STATED PROBLEM. Please arrange everything in the listing from the line containing "Locate shop window" down to the line containing "[153,34,170,170]" as a two-column CSV with the headers instruction and boxes. Give one row per "Locate" line with the boxes that follow it, quoting each field and replacing line breaks with spaces.

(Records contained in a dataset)

/---

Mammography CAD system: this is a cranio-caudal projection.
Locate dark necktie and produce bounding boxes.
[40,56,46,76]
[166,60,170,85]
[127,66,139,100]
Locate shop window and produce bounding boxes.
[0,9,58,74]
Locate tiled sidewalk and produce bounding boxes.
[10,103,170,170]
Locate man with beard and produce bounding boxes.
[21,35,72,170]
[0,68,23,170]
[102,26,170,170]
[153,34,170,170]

\---
/---

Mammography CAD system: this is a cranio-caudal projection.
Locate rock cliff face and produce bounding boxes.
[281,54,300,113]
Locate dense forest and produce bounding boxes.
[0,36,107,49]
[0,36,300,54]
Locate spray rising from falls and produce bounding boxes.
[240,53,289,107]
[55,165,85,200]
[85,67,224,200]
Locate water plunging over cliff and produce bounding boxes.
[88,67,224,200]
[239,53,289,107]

\---
/---

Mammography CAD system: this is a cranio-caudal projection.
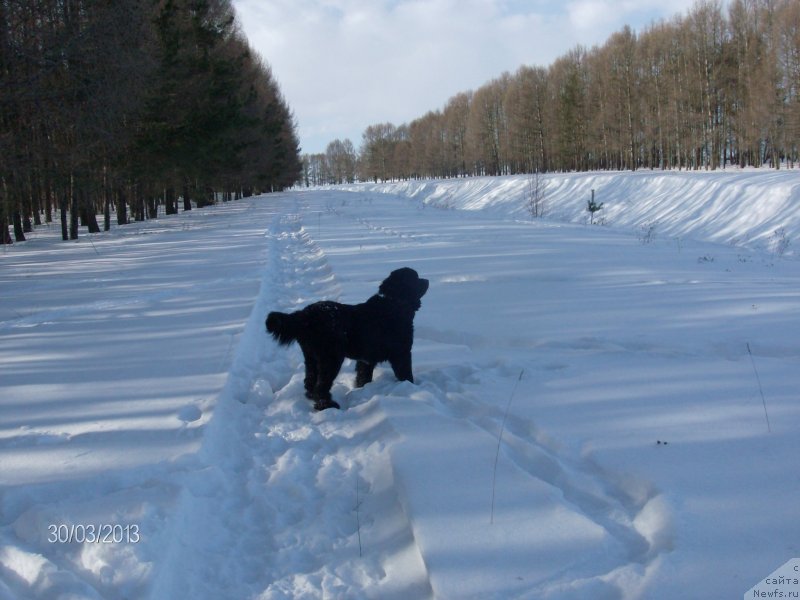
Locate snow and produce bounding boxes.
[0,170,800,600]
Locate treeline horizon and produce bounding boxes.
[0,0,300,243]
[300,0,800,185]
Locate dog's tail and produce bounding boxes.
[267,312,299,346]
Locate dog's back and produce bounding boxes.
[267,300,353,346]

\---

RESULT OF THIS EXERCISE.
instruction,boxes
"Locate shop window and produce bounding boxes.","[0,9,58,74]"
"Locate tiled sidewalk and produce bounding boxes.","[10,103,170,170]"
"Locate man with beard and produce bounding boxes.","[21,35,72,170] [0,68,23,170] [102,26,170,170] [153,34,170,170]"